+++ RECORDS SHOWN +++

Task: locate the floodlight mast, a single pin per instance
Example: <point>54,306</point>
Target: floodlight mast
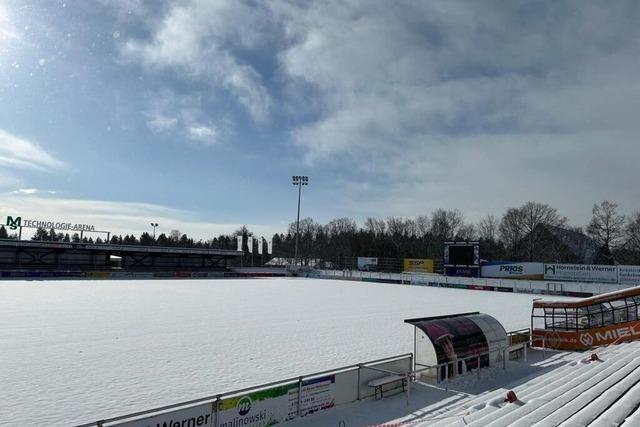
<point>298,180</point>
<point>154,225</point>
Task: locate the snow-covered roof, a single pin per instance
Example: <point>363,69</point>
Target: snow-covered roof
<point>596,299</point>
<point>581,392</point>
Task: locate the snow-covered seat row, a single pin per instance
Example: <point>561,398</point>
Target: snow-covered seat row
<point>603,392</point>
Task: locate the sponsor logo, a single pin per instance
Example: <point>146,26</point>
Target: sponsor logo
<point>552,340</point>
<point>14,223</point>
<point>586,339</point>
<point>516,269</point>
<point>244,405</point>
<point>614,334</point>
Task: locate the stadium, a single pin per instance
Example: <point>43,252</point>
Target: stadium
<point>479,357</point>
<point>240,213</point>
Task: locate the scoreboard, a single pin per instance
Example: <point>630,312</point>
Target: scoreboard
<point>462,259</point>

+++
+++ RECORDS SHOWN +++

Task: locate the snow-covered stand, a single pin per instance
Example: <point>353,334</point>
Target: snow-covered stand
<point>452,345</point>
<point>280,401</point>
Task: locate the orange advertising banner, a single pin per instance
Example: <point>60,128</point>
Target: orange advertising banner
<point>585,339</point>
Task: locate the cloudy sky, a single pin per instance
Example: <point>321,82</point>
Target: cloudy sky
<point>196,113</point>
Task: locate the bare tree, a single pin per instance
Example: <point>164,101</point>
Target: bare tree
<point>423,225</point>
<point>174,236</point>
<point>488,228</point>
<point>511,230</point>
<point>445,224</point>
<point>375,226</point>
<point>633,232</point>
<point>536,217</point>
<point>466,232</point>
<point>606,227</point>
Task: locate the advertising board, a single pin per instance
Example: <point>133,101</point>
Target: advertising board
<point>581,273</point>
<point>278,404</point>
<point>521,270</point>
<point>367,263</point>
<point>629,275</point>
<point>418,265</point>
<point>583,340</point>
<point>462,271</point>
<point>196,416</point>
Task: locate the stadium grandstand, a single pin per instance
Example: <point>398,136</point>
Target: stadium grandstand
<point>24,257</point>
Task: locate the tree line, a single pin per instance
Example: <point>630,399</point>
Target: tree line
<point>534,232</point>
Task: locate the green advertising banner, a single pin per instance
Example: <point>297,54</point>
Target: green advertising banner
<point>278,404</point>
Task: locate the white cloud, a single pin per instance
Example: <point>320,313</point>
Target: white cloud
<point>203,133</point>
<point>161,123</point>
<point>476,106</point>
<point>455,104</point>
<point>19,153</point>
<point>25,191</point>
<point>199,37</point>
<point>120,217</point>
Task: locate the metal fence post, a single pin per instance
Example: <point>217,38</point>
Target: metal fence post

+++

ABOUT THIS EXERCISE:
From the material above, give again exactly the lines from the one that contains "Target: floodlight mast" through the one that contains "Example: <point>146,26</point>", and leave out the pictures.

RESULT FOR THIS TASK:
Target: floodlight mast
<point>298,180</point>
<point>154,225</point>
Task: locate the snow-covered roof, a single pin per instance
Example: <point>363,69</point>
Target: snow-covered roof
<point>596,299</point>
<point>581,392</point>
Task: locate the snow-covered seat row, a single pin per instance
Example: <point>561,398</point>
Target: snow-covered seat row
<point>603,392</point>
Task: locate the sponsor logo, a single pin per instance
Example: <point>146,26</point>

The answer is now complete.